* **Passage**
────────────────────
Suppose I have some sample data $x_i$ then I can estimate the quantile $Q_p(x_i)$ using for example the quantile()
function in R.
Now suppose I add some random noise to the data: $y_i=x_i+\epsilon_i$ (keeping the $x_i$ unchanged) where $\epsilon_i$ are i.i.d. and drawn from some distribution with zero mean.
Is there anything I can say about the distribution of $Q_p(y_i)$?
I've done some numerical experiments in R in which the $x_i$ are constructed at the outset from a normal distribution and then the $\epsilon_i$ are randomly drawn from a known distribution (either uniform or normal). $Q_p(y_i)$ is calculated 500 times with different random $\epsilon_i$ to estimate its distribution.
It looks like $Q_p(y_i)$ follows a bell shaped curve with a larger mean than $Q_p(x_i)$. Is there any theory on this?
R code below:
x <- rnorm(1e6,0,1/qnorm(0.95))
Q_simulated <- rep(NA,500)
for(s in 1:500)
{
epsilon <- rnorm(length(x),0,0.05)
y <- x+epsilon
Q_simulated[s] <- quantile(y,0.95)
}
ggplot(data.frame(x=Q_simulated),aes(x)) + geom_histogram() + geom_vline(xintercept=quantile(x,0.95),colour="red")
EDIT:
Drawing a scatter plot of $x$ versus $y=x+\epsilon$ in red, superimposing the unit line in black and various quantiles $(Q_p(x),Q_p(y))$ in blue gives the following plot:
x <- rnorm(1e5, 0, 1/qnorm(0.95))
epsilon <- rnorm(length(x), 0, 0.2)
y <- x + epsilon
p <- seq(0.1, 0.9, 0.1)
p <- c(0.01*p, 0.1*p, p, 0.9+0.1*p, 0.99+0.01*p)
qx <- quantile(x,p)
qy <- quantile(y,p)
ggplot(data.frame(x=x, y=x+epsilon), aes(x, y)) + geom_point(colour="red", alpha=0.04) + geom_abline(slope=1, intercept=0) + geom_point(data=data.frame(x=qx, y=qy), colour="blue")
────────────────────
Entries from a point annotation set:
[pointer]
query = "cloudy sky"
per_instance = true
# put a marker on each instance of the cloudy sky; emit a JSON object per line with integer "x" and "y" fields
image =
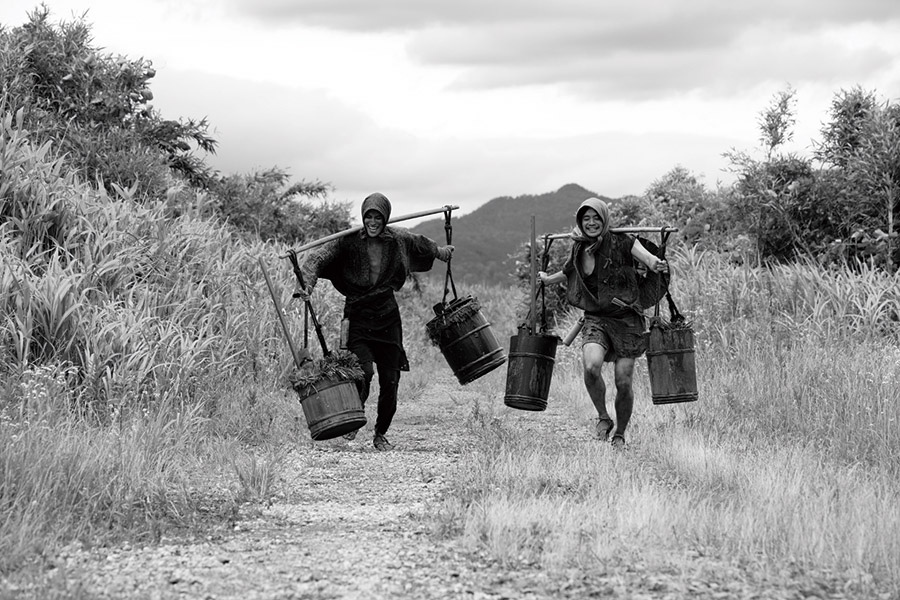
{"x": 436, "y": 102}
────────────────────
* **Tasks for this exercise**
a: List every distinct ggplot2 function whose name begins with "geom_" that is called in the R code of the thread on quantiles of noisy data.
b: Return every line of the records above verbatim, leaving out the pictures.

* **Task-by-task solutions**
a: geom_histogram, geom_vline, geom_abline, geom_point

b:
[pointer]
query = "cloudy sky"
per_instance = true
# put a marker on each instance of the cloudy sky; emit a JSON object per line with integer "x" and "y" fields
image =
{"x": 436, "y": 102}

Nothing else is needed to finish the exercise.